Exactly reproduce the entries, dropping any pictures from your copy.

== INPUT

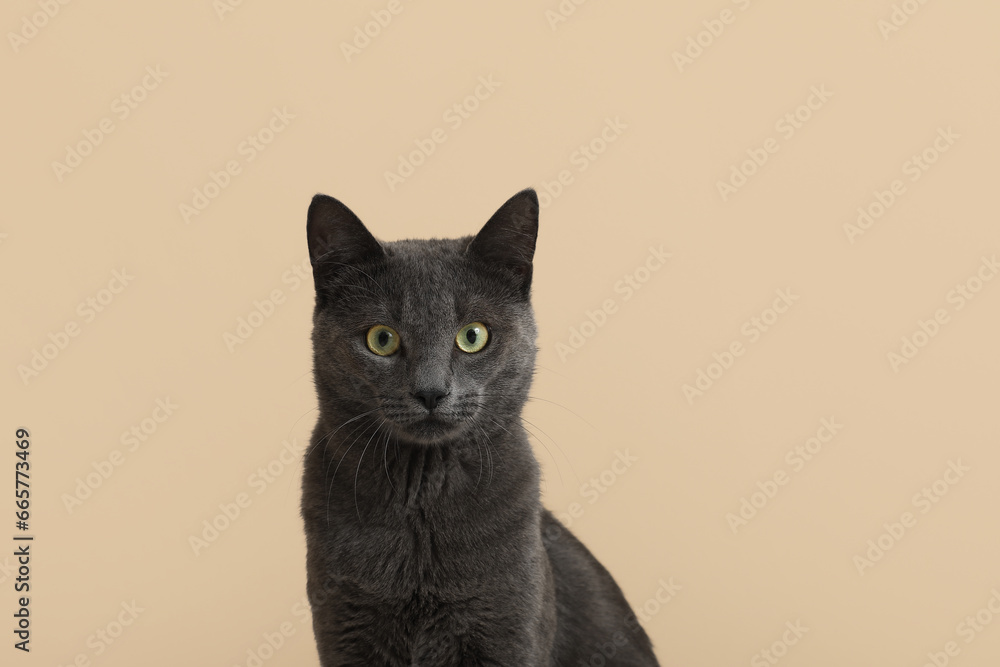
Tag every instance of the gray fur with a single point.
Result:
(426, 540)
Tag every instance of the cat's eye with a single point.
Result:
(382, 340)
(472, 337)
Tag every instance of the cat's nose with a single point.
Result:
(430, 397)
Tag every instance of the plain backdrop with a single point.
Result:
(764, 282)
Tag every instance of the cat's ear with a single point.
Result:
(337, 238)
(508, 238)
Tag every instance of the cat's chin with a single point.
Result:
(431, 430)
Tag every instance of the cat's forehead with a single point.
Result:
(430, 276)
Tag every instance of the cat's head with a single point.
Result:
(435, 337)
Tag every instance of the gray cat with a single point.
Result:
(427, 543)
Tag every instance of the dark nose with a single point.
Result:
(430, 397)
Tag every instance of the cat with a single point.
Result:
(427, 544)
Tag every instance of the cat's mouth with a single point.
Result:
(430, 429)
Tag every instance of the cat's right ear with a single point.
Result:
(337, 238)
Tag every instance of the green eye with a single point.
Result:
(472, 337)
(382, 340)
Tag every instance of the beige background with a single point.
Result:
(665, 516)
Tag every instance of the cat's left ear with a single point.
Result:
(337, 238)
(508, 238)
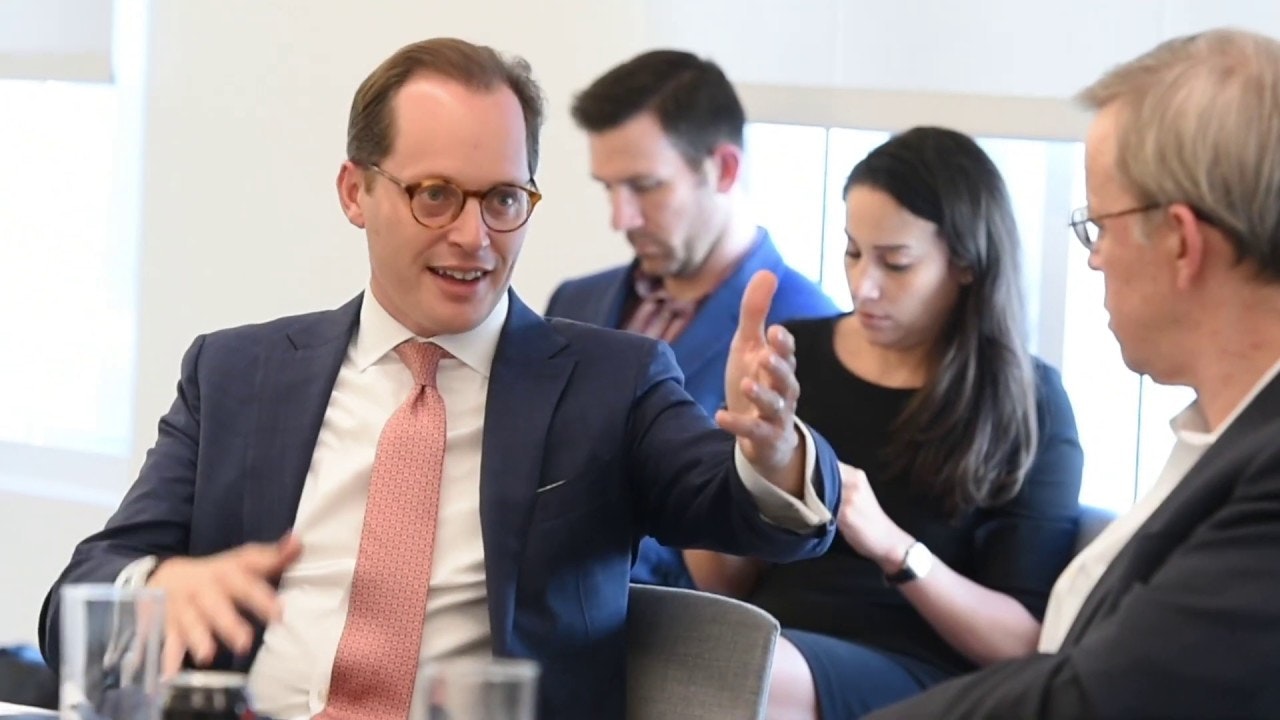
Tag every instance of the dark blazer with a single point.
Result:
(595, 417)
(1184, 623)
(702, 350)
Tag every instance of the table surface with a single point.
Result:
(10, 709)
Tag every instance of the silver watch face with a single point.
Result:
(919, 560)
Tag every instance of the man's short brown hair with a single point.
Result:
(370, 131)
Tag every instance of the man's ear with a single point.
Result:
(351, 192)
(726, 165)
(1189, 246)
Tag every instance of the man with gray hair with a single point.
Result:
(1173, 610)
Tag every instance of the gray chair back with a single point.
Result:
(693, 656)
(1092, 520)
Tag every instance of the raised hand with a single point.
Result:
(760, 390)
(204, 597)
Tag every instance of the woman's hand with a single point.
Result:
(864, 524)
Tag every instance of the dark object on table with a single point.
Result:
(24, 679)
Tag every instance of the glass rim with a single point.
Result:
(494, 669)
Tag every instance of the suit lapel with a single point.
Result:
(707, 337)
(1200, 493)
(608, 313)
(295, 381)
(525, 383)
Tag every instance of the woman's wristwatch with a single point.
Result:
(915, 564)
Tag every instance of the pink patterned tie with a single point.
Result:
(378, 655)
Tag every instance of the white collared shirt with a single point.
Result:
(289, 677)
(1077, 582)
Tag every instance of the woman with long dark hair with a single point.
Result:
(963, 461)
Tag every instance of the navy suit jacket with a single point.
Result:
(702, 349)
(1185, 620)
(589, 442)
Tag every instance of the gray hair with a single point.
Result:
(1201, 126)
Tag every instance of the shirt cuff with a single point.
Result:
(137, 573)
(778, 507)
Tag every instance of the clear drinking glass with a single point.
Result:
(481, 689)
(110, 652)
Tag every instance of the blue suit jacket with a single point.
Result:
(702, 349)
(594, 417)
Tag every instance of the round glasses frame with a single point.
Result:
(483, 196)
(1088, 228)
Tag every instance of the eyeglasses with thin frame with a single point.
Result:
(435, 203)
(1089, 228)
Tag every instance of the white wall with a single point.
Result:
(245, 105)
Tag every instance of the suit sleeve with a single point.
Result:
(1198, 638)
(684, 477)
(155, 515)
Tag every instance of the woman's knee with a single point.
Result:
(791, 691)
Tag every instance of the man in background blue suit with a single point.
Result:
(666, 140)
(561, 443)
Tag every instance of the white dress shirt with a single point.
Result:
(1075, 583)
(289, 677)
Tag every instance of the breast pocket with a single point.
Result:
(592, 491)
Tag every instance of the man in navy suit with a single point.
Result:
(1171, 610)
(565, 442)
(666, 142)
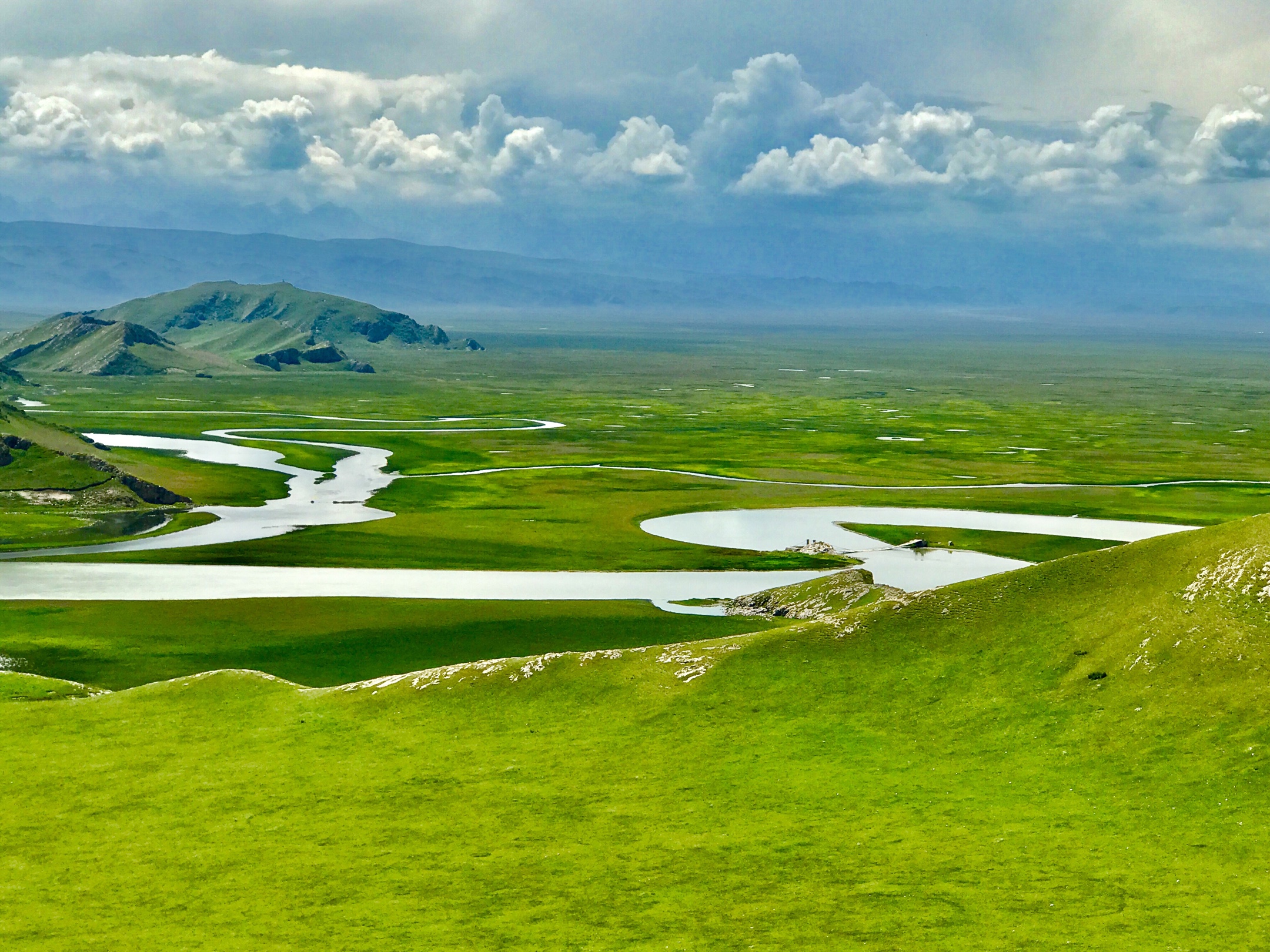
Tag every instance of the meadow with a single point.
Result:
(1067, 756)
(944, 775)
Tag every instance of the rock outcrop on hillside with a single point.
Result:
(221, 327)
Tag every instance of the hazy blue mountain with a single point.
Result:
(52, 267)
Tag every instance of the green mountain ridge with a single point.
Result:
(220, 327)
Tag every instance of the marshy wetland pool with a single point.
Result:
(339, 498)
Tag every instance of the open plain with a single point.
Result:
(1067, 753)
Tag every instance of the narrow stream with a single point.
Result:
(339, 498)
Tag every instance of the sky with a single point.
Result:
(1007, 146)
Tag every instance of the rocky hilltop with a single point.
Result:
(221, 327)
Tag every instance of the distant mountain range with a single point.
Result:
(48, 267)
(219, 327)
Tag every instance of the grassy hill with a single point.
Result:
(219, 327)
(1070, 755)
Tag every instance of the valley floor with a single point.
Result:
(1064, 756)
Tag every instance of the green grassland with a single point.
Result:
(322, 641)
(1084, 410)
(1067, 756)
(940, 775)
(1011, 545)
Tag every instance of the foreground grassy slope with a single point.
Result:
(939, 776)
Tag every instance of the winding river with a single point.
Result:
(339, 498)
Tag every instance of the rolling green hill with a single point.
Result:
(1068, 755)
(220, 327)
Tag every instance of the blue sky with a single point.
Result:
(873, 140)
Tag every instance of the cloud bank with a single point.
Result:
(324, 133)
(209, 141)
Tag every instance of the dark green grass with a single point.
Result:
(1011, 545)
(940, 777)
(37, 528)
(1025, 408)
(40, 469)
(322, 641)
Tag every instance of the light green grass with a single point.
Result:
(1011, 545)
(941, 777)
(322, 641)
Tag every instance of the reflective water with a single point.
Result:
(85, 582)
(914, 570)
(313, 498)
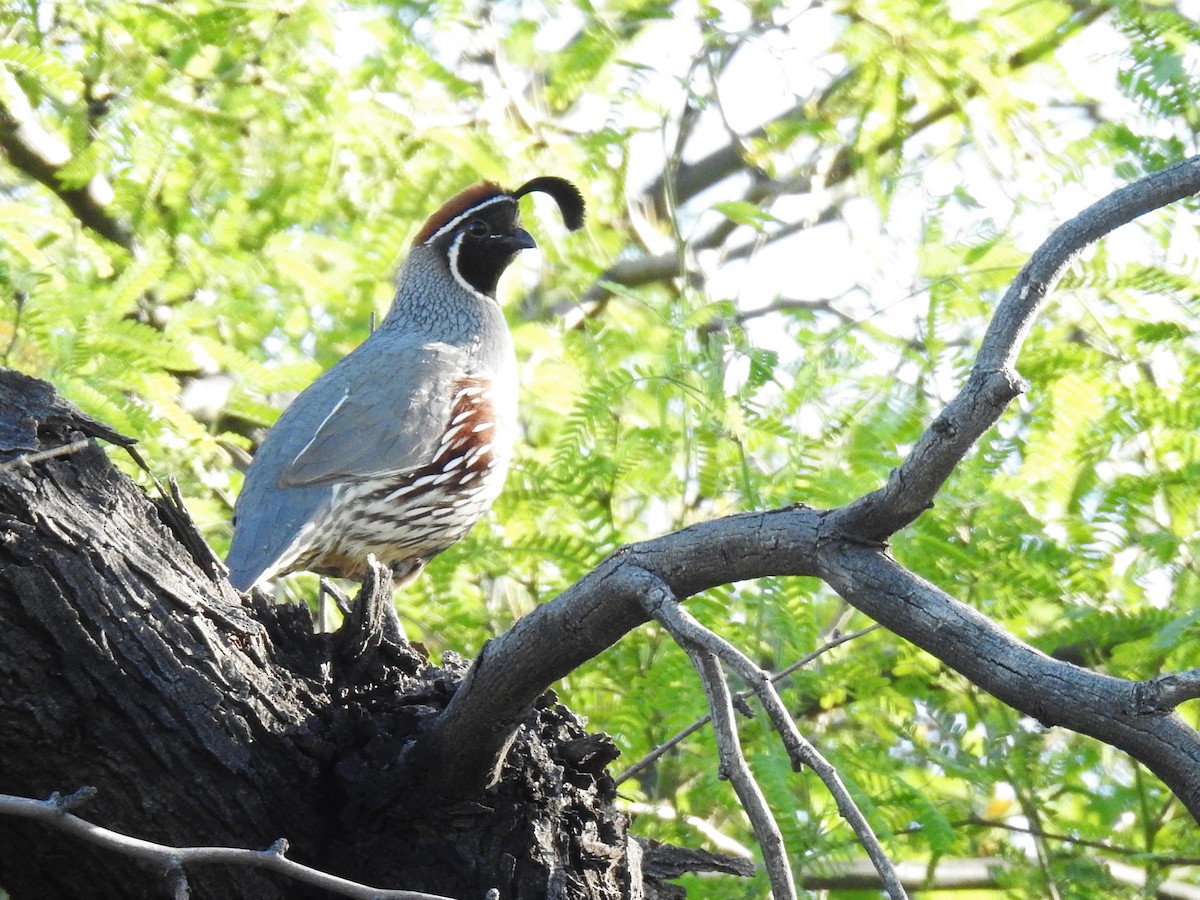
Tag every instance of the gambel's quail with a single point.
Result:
(399, 449)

====

> [CORRECT OUTPUT]:
Tag every instance of the gray fur with a single point.
Result:
(426, 540)
Tag every instance of the cat's eye with a single point.
Result:
(382, 340)
(472, 337)
Tag every instance of the cat's nose with a single point.
Result:
(430, 397)
Tag every instance of the plain backdrop with a single point.
Result:
(764, 282)
Tag every instance of the cat's ear with a single point.
Result:
(337, 238)
(508, 238)
Tag every instance of the cat's chin with a single point.
Result:
(431, 430)
Tag every instance of the cat's forehead with a single point.
Result:
(430, 276)
Tag every instance of the cat's head with a single point.
Result:
(435, 337)
Tag every instance of the gray cat with a single point.
Result:
(427, 543)
Tag every instance of the dark nose with a single point.
Result:
(430, 397)
Tag every instance of the cat with a single point.
Result:
(427, 544)
Tag every instance of the cat's mouth with a single point.
Result:
(430, 429)
Tag every instance of the cat's right ear with a single point.
Result:
(337, 238)
Tag every instance of the green eye with a single point.
Result:
(472, 337)
(382, 340)
Tag every instance of the beige background with a single point.
Result:
(665, 516)
Tag every instance of the cat's left ear with a single point.
Result:
(337, 238)
(508, 238)
Tag every instance of the dark blazer with a single point.
Result:
(595, 417)
(1184, 623)
(702, 350)
Tag every instance of the table surface with a single point.
Result:
(10, 709)
Tag every instance of the silver watch face with a single point.
Result:
(919, 560)
Tag every instance of the man's short brown hair with a single point.
Result:
(370, 131)
Tag every instance of the man's ear with a single point.
Result:
(351, 192)
(726, 165)
(1189, 246)
Tag every instance of the man with gray hair with a single point.
Result:
(1173, 610)
Tag every instance of the gray chair back with a single point.
Result:
(693, 656)
(1092, 520)
Tag every instance of the raised hand with a single point.
Result:
(760, 390)
(204, 597)
Tag every instance of the woman's hand with a single point.
Result:
(864, 524)
Tag every instance of the dark object on table with a single point.
Result:
(24, 679)
Tag every instance of the glass rim with a single point.
Result:
(494, 669)
Tag every instance of the suit lapel with a single point.
Result:
(707, 337)
(1200, 493)
(608, 313)
(295, 381)
(525, 383)
Tag every instance of the woman's wristwatch with a single point.
Result:
(915, 564)
Tag every instance of the pink patterned tie with a single point.
Result:
(378, 655)
Tag every instance of the white collared shirt with a single point.
Result:
(289, 677)
(1077, 582)
Tag every instance of the woman with long dark hair with a single point.
Result:
(963, 461)
Tag every instance of the navy suit jacket with a single point.
Result:
(702, 349)
(1185, 620)
(589, 442)
Tag every instance of the gray hair with a single point.
Result:
(1201, 126)
Tag every instance of the shirt cuff with a single point.
Result:
(137, 573)
(778, 507)
Tag every instance of the clear drinking glass with a single point.
Result:
(481, 689)
(110, 652)
Tag every instance of the blue suit jacket with a single point.
Result:
(702, 349)
(594, 417)
Tag every instance of the round glasses frame with a single point.
Result:
(483, 196)
(1088, 228)
Tag every instance of the eyeglasses with thin frame with a single point.
Result:
(435, 203)
(1089, 228)
Tag every instance of the white wall with a single point.
Result:
(245, 105)
Tag every instance of the suit sleeve with a single point.
Result:
(1198, 638)
(684, 477)
(155, 515)
Tag every instance of the woman's knee with a single point.
Result:
(791, 691)
Tag every instance of the man in background blue suit with a single point.
Result:
(666, 140)
(561, 443)
Tag every instance of the white dress shirt with a single point.
Result:
(1075, 583)
(289, 677)
Tag every instance of the breast pocket with a single point.
Result:
(592, 491)
Tag every instance of the man in navy suit with a single point.
Result:
(1171, 610)
(565, 442)
(666, 142)
Tag every instance of the meadow with a single point.
Result:
(1067, 756)
(944, 775)
Tag every instance of the rock outcrop on hillside with a single point.
Result:
(221, 327)
Tag every instance of the hazy blue mountain with a single point.
Result:
(52, 267)
Tag every instance of the green mountain ridge with a single point.
Result:
(220, 327)
Tag every instance of the marshy wetland pool with a single point.
Result:
(339, 498)
Tag every instance of the open plain with a single point.
Result:
(1067, 753)
Tag every instance of the narrow stream with a single point.
Result:
(339, 498)
Tag every instance of the sky with a single point.
Result:
(1007, 146)
Tag every instance of the rocky hilltop with a single point.
Result:
(221, 327)
Tag every instance of the distant mountain range with a single point.
Result:
(48, 267)
(219, 327)
Tag every instance of the grassy hill with a single point.
Result:
(219, 327)
(1070, 755)
Tag every instance of the valley floor with a single point.
Result:
(1064, 756)
Tag every instance of the green grassland with a single point.
Result:
(322, 641)
(1084, 410)
(1067, 756)
(940, 775)
(1011, 545)
Tag every instance of the foreground grassy slope with a single point.
Result:
(939, 776)
Tag every instance of the winding river with a single point.
Result:
(339, 498)
Tag every instance of the rolling green hill with a single point.
Result:
(1068, 755)
(220, 327)
Tag every instance of the blue sky with a single point.
Result:
(873, 140)
Tag every instance of the cloud bank with a single point.
Result:
(324, 133)
(209, 141)
Tag every instance of the dark green grass with a single point.
Result:
(1011, 545)
(940, 777)
(37, 528)
(1025, 408)
(40, 469)
(322, 641)
Tag every instance of the light green grass with a single point.
Result:
(1011, 545)
(941, 777)
(322, 641)
Tag every instance of the reflective water with a single point.
Result:
(85, 582)
(914, 570)
(313, 498)
Tag every instance of the gambel's quail with a single point.
Result:
(399, 449)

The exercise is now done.